#### [Exercise instructions]
The lines to extract start at the one containing "clump in the photo above." and end with the last line; give them exactly and nothing more.
++++ Dataset records ++++
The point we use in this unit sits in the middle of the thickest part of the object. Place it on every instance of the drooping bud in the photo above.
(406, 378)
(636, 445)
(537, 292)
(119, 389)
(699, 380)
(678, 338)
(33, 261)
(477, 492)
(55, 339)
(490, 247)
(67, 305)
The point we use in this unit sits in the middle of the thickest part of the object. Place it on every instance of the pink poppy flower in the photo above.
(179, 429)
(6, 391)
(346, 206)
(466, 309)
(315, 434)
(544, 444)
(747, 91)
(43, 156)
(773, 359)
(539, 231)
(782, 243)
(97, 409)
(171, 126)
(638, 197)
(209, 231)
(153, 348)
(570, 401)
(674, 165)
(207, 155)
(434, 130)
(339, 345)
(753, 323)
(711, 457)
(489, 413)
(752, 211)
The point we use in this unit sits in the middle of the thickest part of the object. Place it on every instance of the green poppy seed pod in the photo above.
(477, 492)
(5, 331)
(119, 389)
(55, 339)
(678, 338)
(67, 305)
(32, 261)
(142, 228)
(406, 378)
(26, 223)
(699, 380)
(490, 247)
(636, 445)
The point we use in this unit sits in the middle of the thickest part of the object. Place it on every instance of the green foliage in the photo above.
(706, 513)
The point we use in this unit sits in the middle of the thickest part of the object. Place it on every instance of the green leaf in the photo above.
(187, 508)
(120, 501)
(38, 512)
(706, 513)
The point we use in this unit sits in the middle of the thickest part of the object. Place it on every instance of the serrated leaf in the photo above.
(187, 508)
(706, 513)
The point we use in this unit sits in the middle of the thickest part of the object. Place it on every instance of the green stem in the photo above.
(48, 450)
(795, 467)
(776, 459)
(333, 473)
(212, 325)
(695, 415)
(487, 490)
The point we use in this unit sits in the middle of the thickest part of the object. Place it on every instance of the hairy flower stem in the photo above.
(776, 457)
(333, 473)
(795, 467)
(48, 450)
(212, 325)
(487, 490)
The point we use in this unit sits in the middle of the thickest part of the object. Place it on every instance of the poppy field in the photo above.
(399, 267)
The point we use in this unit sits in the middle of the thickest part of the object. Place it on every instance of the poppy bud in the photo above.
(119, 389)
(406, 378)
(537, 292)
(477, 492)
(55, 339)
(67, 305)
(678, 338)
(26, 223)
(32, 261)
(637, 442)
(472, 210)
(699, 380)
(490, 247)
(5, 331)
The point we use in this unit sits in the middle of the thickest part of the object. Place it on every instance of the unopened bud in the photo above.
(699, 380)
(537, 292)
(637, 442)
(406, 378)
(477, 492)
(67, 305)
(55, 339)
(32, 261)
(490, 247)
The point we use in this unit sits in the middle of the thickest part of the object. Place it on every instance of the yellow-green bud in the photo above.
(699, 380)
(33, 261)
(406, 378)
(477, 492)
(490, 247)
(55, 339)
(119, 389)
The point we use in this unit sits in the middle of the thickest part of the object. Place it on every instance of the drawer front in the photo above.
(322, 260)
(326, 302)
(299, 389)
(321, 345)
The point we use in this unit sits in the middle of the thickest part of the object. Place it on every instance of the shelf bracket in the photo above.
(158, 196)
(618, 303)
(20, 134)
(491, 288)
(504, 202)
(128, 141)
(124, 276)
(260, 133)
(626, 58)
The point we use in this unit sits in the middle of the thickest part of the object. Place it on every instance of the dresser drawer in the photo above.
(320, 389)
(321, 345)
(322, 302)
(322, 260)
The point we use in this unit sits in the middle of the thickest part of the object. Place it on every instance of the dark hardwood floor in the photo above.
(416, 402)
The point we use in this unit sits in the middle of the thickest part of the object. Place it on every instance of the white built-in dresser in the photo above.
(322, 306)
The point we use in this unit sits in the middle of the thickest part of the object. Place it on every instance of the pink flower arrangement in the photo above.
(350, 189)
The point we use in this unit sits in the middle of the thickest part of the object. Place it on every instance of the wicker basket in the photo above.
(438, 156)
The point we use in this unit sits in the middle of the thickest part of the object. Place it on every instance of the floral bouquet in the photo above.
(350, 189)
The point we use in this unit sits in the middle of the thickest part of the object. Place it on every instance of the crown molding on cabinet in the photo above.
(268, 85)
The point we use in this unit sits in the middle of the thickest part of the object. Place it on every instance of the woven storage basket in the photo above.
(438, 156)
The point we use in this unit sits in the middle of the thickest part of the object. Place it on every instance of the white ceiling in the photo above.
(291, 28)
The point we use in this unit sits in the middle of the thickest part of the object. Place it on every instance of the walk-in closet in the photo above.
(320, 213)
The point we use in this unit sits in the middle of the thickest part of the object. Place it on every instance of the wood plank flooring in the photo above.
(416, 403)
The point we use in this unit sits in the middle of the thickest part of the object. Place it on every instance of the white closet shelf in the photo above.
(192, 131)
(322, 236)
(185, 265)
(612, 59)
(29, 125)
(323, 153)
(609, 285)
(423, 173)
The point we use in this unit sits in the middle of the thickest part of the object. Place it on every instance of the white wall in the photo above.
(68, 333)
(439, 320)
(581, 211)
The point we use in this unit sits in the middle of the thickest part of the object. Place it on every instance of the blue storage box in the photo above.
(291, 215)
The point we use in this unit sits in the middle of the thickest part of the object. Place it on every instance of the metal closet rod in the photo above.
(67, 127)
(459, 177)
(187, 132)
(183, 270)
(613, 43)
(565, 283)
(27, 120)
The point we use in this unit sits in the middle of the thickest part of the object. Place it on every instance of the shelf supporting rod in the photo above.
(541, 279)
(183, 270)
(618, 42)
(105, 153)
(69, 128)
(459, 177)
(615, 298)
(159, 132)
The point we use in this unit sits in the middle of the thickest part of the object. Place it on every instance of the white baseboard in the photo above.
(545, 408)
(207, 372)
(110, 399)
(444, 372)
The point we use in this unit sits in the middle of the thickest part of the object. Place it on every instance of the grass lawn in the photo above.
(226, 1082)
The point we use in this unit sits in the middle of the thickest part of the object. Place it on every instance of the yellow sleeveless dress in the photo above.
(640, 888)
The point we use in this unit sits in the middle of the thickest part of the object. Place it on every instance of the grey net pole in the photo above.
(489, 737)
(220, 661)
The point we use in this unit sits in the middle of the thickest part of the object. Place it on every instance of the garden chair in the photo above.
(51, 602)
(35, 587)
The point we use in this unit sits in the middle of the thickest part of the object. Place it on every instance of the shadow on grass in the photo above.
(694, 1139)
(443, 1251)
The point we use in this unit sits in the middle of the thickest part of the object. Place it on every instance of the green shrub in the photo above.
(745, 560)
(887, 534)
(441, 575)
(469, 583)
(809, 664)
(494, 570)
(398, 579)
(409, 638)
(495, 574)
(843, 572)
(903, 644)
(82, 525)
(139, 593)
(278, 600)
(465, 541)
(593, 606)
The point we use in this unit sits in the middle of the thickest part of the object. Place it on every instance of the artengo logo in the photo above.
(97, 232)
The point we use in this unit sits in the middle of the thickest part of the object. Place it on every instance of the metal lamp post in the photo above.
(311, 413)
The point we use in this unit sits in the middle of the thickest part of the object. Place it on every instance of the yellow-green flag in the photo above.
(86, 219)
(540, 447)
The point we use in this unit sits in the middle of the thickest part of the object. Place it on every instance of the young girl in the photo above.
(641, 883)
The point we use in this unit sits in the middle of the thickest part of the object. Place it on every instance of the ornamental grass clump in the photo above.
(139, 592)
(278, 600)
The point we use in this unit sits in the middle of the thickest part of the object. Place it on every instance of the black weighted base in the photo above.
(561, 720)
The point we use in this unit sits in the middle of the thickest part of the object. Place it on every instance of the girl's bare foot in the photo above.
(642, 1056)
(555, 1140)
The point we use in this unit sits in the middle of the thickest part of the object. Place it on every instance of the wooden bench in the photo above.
++++
#### [Written solution]
The point we use in this unit sits in the middle of the thickest part of the object. Place it on every instance of the ornamental grass clump in the photo above.
(139, 592)
(278, 600)
The point we use in this unit sits in the middle of the thickest part of the object. Place it on every instance of the black weighted base in the photo above.
(561, 720)
The point we use in this unit sits in the middle of the thickest part of the object. Place it on every instance of the girl's bare foot in the photo above.
(642, 1056)
(555, 1140)
The point we use in this unit sits in the middle of the thickest part of the object. Place it on every instance of the wooden bench in the photo above.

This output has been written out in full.